What you need to do:
Convert the entire listing below into a JSON array of strings, one string per line, leaving out any blank lines.

(Dataset rows showing where objects appear)

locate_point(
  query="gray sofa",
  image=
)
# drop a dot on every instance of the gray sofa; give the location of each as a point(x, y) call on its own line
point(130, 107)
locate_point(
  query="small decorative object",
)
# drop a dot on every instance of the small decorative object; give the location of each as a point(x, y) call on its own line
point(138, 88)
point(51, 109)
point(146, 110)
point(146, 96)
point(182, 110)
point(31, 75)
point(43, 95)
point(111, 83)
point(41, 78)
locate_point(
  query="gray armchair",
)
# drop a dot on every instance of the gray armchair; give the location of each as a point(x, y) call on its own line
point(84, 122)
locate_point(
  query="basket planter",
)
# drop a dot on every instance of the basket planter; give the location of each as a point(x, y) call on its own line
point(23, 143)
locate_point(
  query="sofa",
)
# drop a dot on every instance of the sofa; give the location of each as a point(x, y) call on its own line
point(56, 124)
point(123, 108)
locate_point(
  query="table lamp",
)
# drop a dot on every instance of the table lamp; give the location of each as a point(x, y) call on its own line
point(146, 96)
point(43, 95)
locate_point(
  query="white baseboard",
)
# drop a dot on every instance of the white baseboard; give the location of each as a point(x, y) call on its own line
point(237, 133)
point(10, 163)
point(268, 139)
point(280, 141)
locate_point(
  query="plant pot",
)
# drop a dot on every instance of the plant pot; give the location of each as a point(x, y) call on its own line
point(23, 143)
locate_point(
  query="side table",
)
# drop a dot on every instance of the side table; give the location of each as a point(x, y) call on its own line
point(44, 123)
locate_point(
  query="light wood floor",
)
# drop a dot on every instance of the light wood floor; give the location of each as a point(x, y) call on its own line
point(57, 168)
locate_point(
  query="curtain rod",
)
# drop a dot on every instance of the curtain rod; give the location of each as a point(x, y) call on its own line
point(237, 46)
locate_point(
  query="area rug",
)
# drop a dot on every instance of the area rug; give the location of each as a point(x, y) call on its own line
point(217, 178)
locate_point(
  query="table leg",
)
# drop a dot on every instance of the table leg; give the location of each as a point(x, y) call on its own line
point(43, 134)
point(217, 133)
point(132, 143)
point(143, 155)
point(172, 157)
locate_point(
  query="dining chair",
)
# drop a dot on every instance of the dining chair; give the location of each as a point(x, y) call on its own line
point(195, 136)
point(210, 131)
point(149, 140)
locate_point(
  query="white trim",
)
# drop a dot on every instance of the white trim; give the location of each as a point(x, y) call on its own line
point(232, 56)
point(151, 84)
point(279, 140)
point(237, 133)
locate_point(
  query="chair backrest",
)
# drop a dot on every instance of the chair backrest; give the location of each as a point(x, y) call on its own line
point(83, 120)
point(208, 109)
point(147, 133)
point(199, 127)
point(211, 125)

Exercise result:
[
  "locate_point(",
  "  query=\"gray sofa\",",
  "  image=",
  ")",
  "# drop a dot on every instance of the gray sofa; give the location of each as a point(x, y) call on its own line",
  "point(130, 107)",
  "locate_point(",
  "  query=\"small decorative object\",",
  ")",
  "# drop a dot on every instance of the small decorative object; give the location of each as a point(x, y) call on its own line",
  "point(138, 88)",
  "point(51, 109)",
  "point(146, 110)",
  "point(146, 96)",
  "point(182, 110)",
  "point(31, 75)",
  "point(43, 95)",
  "point(111, 83)",
  "point(41, 78)",
  "locate_point(",
  "  query=\"gray armchair\",",
  ")",
  "# drop a dot on every instance of the gray armchair; give the location of each as a point(x, y) call on its own line",
  "point(84, 122)",
  "locate_point(",
  "  query=\"basket planter\",",
  ")",
  "# drop a dot on every instance of the basket planter; give the location of each as a point(x, y) call on its own line",
  "point(23, 143)",
  "locate_point(",
  "  query=\"sofa\",",
  ")",
  "# drop a dot on every instance of the sofa; give the location of each as a point(x, y) call on its own line",
  "point(56, 124)",
  "point(123, 108)",
  "locate_point(",
  "  query=\"table lamp\",",
  ")",
  "# drop a dot on every instance of the table lamp; give the location of each as a point(x, y) call on its own line",
  "point(146, 96)",
  "point(43, 95)",
  "locate_point(",
  "  query=\"white baseboard\",",
  ")",
  "# drop a dot on every instance of the white baseboard; give the location of each as a point(x, y) call on its own line",
  "point(237, 133)",
  "point(10, 163)",
  "point(268, 139)",
  "point(280, 141)",
  "locate_point(",
  "  query=\"plant pot\",",
  ")",
  "# drop a dot on every instance of the plant pot; give the location of each as a point(x, y) call on its own line",
  "point(23, 143)",
  "locate_point(",
  "  query=\"side table\",",
  ")",
  "# drop a dot on every instance of the side table; give the location of each as a point(x, y) call on its own line",
  "point(44, 123)",
  "locate_point(",
  "  query=\"light wood floor\",",
  ")",
  "# drop a dot on every instance of the light wood floor; give the location of each as a point(x, y) call on its own line",
  "point(57, 168)",
  "locate_point(",
  "  query=\"curtain rod\",",
  ")",
  "# drop a dot on every instance of the curtain rod; give the location of each as a point(x, y) call on its own line",
  "point(237, 46)",
  "locate_point(",
  "  query=\"area rug\",",
  ")",
  "# drop a dot on every instance of the area rug; give the location of each as a point(x, y) call on its own line",
  "point(217, 178)",
  "locate_point(",
  "  query=\"table leg\",",
  ")",
  "# drop a dot on every instance of the table leg; give the location of each as a point(x, y) call on its own line",
  "point(43, 134)",
  "point(217, 133)",
  "point(132, 143)",
  "point(143, 155)",
  "point(172, 157)",
  "locate_point(",
  "  query=\"dining chair\",",
  ")",
  "# drop a dot on every instance of the dining chair; give the location of each as a point(x, y) call on its own line",
  "point(195, 136)",
  "point(210, 131)",
  "point(149, 140)",
  "locate_point(",
  "  query=\"white trim\",",
  ")",
  "# drop a dot on every instance of the white trim; give the location of each as a point(x, y) call on its own line",
  "point(232, 56)",
  "point(151, 84)",
  "point(279, 140)",
  "point(237, 133)",
  "locate_point(",
  "  query=\"chair backrest\",",
  ")",
  "# drop a dot on every instance of the chair backrest; give the location of each as a point(x, y) call on its own line",
  "point(83, 120)",
  "point(208, 109)",
  "point(147, 133)",
  "point(199, 127)",
  "point(211, 125)"
]